TO DO ->
• a. According to the passage on insurers' collateral talks, by how much did India's 10-year bond yield rise in August at most?
• b. Print everything in the passage on insurers' collateral talks from "At least three" down to "rather than regulators.".

SELECTED PASSAGE ->
___

At least three private sector insurers have asked their bank counter-parties to accept government bonds — assets they already hold in large amounts — instead of requiring cash collateral, according to people familiar with the developments. Currently, insurers must post cash as margin for these deals, and the rules are set by individual banks rather than regulators.

Yield spike pressure

The requests have been made during recent discussions between senior executives of insurance companies and banks, the people said, asking not to be named while discussing private matters. Talks are ongoing and it’s not certain that the banks will agree to the requests. 

The discussions come after a period of rising local yields hurt bond valuations and forced insurers to set aside more cash. In August, India’s 10-year bond yield rose by as much as 35 basis points — the worst selloff in three years — due to concerns of fiscal strain and a cautious central bank stance. That took traders by surprise, prompting some fund houses to cut exposure to local debt.

___

DATASET EXCERPTS ->
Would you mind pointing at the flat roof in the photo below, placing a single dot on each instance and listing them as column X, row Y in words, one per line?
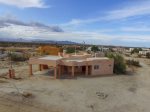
column 98, row 58
column 51, row 58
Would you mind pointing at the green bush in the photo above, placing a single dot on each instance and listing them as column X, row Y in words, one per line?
column 119, row 63
column 133, row 63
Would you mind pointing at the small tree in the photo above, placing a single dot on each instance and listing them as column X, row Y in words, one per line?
column 119, row 63
column 148, row 55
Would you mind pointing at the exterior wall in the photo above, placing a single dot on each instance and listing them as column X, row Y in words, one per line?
column 105, row 67
column 44, row 62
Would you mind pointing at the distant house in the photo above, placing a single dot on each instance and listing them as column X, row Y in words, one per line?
column 144, row 52
column 74, row 65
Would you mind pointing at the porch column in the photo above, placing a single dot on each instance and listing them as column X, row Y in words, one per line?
column 55, row 72
column 86, row 72
column 59, row 71
column 40, row 67
column 72, row 71
column 30, row 70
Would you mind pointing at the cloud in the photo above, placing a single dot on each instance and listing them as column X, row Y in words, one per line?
column 5, row 22
column 24, row 3
column 128, row 11
column 17, row 29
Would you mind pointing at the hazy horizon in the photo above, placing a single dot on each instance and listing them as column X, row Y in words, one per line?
column 103, row 22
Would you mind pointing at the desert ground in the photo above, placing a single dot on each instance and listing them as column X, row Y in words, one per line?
column 118, row 93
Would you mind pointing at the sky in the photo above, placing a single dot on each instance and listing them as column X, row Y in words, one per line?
column 101, row 22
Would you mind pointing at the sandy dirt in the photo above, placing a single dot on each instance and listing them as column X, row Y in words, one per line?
column 121, row 93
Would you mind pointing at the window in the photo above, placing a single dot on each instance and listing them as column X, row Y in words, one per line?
column 96, row 67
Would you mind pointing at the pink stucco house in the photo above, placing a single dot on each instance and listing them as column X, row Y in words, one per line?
column 74, row 65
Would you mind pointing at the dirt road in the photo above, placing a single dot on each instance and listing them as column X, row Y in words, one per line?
column 122, row 93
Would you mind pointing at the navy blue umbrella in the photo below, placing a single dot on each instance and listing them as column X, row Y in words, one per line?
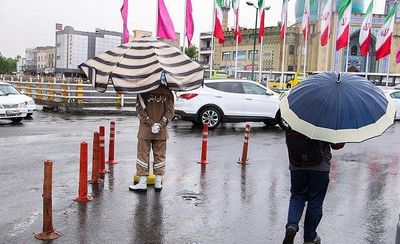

___

ANSWERS TO THE PROBLEMS ->
• a. As much as 35 basis points.

• b.
At least three private sector insurers have asked their bank counter-parties to accept government bonds — assets they already hold in large amounts — instead of requiring cash collateral, according to people familiar with the developments. Currently, insurers must post cash as margin for these deals, and the rules are set by individual banks rather than regulators.